#### [What is expected]
Reproduce the material below, replacing every occurrence of "Tag each instance" with "Mark each instance" and leaving everything else unchanged.

-- START --

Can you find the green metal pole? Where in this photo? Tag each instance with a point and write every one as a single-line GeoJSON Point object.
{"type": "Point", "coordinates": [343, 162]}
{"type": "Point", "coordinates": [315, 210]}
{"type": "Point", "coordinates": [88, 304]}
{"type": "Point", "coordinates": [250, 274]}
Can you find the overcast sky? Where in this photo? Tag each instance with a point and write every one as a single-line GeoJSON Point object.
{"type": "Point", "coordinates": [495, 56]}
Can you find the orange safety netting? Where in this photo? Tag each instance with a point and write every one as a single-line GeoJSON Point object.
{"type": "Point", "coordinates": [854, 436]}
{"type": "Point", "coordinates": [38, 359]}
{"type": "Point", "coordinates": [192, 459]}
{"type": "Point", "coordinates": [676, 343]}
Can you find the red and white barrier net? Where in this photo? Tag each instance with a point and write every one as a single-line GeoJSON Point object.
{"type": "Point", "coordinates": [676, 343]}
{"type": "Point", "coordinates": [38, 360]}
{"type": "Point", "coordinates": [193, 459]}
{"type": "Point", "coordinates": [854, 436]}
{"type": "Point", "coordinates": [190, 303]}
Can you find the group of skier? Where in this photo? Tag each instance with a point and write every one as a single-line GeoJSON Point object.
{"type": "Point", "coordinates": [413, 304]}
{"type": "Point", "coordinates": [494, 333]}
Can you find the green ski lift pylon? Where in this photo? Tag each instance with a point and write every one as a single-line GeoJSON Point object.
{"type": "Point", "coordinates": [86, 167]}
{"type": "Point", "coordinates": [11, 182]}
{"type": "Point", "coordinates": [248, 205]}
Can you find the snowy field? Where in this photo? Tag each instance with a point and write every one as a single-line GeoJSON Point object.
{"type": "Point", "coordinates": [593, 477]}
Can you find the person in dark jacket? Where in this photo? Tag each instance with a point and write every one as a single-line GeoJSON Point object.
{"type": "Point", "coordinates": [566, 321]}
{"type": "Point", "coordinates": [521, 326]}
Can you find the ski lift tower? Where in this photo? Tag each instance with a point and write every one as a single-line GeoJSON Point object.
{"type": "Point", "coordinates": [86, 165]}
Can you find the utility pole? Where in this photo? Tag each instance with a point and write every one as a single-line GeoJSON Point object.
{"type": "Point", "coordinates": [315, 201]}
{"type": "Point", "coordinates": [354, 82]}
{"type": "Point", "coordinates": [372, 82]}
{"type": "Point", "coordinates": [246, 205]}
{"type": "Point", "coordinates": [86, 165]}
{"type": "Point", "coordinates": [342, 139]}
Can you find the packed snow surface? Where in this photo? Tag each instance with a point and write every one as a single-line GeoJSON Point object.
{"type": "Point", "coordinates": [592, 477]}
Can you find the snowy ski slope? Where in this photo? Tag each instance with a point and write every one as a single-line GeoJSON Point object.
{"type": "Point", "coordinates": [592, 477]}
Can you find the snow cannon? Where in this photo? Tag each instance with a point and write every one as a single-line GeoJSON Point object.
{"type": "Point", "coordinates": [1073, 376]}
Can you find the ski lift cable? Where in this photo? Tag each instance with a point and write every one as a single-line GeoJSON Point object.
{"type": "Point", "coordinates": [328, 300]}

-- END --

#### [The answer]
Can you find the green metal pole? Where in this photo? Mark each instance with a point and write every one as a single-line GeoJSON Point object.
{"type": "Point", "coordinates": [343, 162]}
{"type": "Point", "coordinates": [315, 210]}
{"type": "Point", "coordinates": [88, 304]}
{"type": "Point", "coordinates": [250, 274]}
Can you find the overcast sky? Where in this photo? Mark each instance with a point and write every one as a single-line GeoJSON Point object.
{"type": "Point", "coordinates": [495, 56]}
Can you find the orange safety netting? Where in this photo? Mark each instance with a point and write every one as a single-line GeoJSON Point object.
{"type": "Point", "coordinates": [854, 436]}
{"type": "Point", "coordinates": [38, 359]}
{"type": "Point", "coordinates": [192, 459]}
{"type": "Point", "coordinates": [676, 343]}
Can you find the red and white barrier net? Where in this photo? Mark each instance with a point and write every one as a single-line GeoJSON Point object.
{"type": "Point", "coordinates": [676, 343]}
{"type": "Point", "coordinates": [38, 360]}
{"type": "Point", "coordinates": [193, 459]}
{"type": "Point", "coordinates": [854, 436]}
{"type": "Point", "coordinates": [190, 303]}
Can you find the group of skier? Where in this photo? Mark each instance with a point and write every one as a single-line GeoJSON Point object.
{"type": "Point", "coordinates": [413, 304]}
{"type": "Point", "coordinates": [494, 333]}
Can you find the green ski lift pylon? Where in this photo? Mark each instance with a point and write every one as a single-line GeoJSON Point object.
{"type": "Point", "coordinates": [86, 167]}
{"type": "Point", "coordinates": [11, 182]}
{"type": "Point", "coordinates": [248, 205]}
Can you find the snowy field? Where in this photo? Mark each instance with a point and write every one as a single-line GeoJSON Point object.
{"type": "Point", "coordinates": [593, 477]}
Can you find the person in dark jacket? Where in this photo? Mark each instance with a point and write every one as a single-line GeoJSON Point object.
{"type": "Point", "coordinates": [566, 321]}
{"type": "Point", "coordinates": [521, 326]}
Can you find the ski lift tower? Where in this photo? Mark each instance with a point and write every one as a single-line GeoJSON Point object.
{"type": "Point", "coordinates": [86, 165]}
Can you find the utility pole? Where in this photo? Mark each instance with a point and write every one as a single-line GeoJSON Point object.
{"type": "Point", "coordinates": [315, 201]}
{"type": "Point", "coordinates": [354, 82]}
{"type": "Point", "coordinates": [372, 82]}
{"type": "Point", "coordinates": [246, 205]}
{"type": "Point", "coordinates": [86, 165]}
{"type": "Point", "coordinates": [342, 139]}
Can you find the packed snow surface? Where in this photo? Mark each instance with a point and write every one as a single-line GeoJSON Point object.
{"type": "Point", "coordinates": [592, 477]}
Can you find the snowy ski slope? Where in this photo? Mark each instance with a point and write every one as a single-line GeoJSON Point object.
{"type": "Point", "coordinates": [592, 477]}
Can you find the snow cannon? Where in this photo? Mark each instance with a point and write every one as a single-line GeoJSON Point object.
{"type": "Point", "coordinates": [1073, 376]}
Can you find the ski lift cable? Where in this photo? Mark each instance with a point and write every one as a single-line GeoJSON Point object.
{"type": "Point", "coordinates": [328, 300]}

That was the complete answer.